Provided text:
* begin *

Gaudapada said: - the merciful Veda teaches karma and upasana to people of lower and middling intellect, while jnana is taught to those of higher intellect.

Mundaka Upanishad:- The rituals and the sacrifices described in the Vedas deal with lower knowledge. The sages ignored these rituals and went in search of higher knowledge. ... Such rituals are unsafe rafts for crossing The sea of samsara, of birth and death. Doomed to shipwreck are those who try to cross The sea of samsara on these poor rafts. Ignorant of their own ignorance, yet wise In their own esteem, these deluded men Proud of their vain learning go round and round Like the blind led by the blind.

So they clearly indicate rituals and theories are not meant for those who are searching for the higher knowledge or wisdom.  

All the orthodox Advaitins indulge and immersed themselves in the ritualistic oriented lifestyle and preach theoretical philosophies which are obstacles in realizing the Advaitic truth.  Many chose these orthodox scholars as their gurus. But these gurus are good to learn the conceptual Adavaita meant for those orthodox who believe their conduct oriented life style leads to liberation.  But those who are seeking truth have to do their own homework in order to acquire self-knowledge or Brahma Gnana or Atma Gnana.

* end *

Data lines:
* begin *

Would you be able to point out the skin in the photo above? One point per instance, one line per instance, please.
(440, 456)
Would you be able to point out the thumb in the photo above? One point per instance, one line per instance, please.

* end *

Problems and tasks:
A. According to the passage on rituals and higher knowledge, what does the Mundaka Upanishad call the rituals and sacrifices?
B. Write the next few sentences of the passage on rituals and higher knowledge, picking up after its final sentence.
The listing is not needed for this work.

The answers:
A. It calls them unsafe rafts for crossing the sea of samsara, of birth and death.

B.
The scriptures are for the ignorant masses, who wholly accept the material world as it presents itself. Wisdom is for those who have begun to realize that things are not what they seem.

Each sect concocts a God to suit its own purposes.  Such concocted Gods have no value in pursuit of truth.  The man himself suggests that there must be a God. It is an auto-suggestion.

Prayers and sacrifices belong to a premature stage of development. However when no answers come to prayers, struggle for existence presses man, and doubt arises again.  Faith in religion weakens as the man pays more attention to the facts of life and this world.

The orthodox Advaitins Gurus argue:-

The rituals mentioned in the karmakanda of the Vedas are sought to be negated in the jnanakanda which is also part of the same scripture. While the karmakanda enjoins upon you the worship of various deities and lays down rules for the same, the jnanakanda constituted by the Upanishads ridicules the worshipper of deities as a dim-witted person no better than a beast.

This seems strange, the latter part of the Vedas contradicting the former part. The first part deals throughout with karma, while the second or concluding part is all about jnana. Owing to this difference, people have gone so far as to divide our scripture into two sections: the Vedas (that is the first part) to mean the karmakanda and the Upanishads (Vedanta) to mean the jnanakanda.

Vedanta it is that the Lord teaches us in the Gita and in it he lashes out against the karmakanda. It is generally believed that the Buddha and Mahavira were the first to attack the Vedas.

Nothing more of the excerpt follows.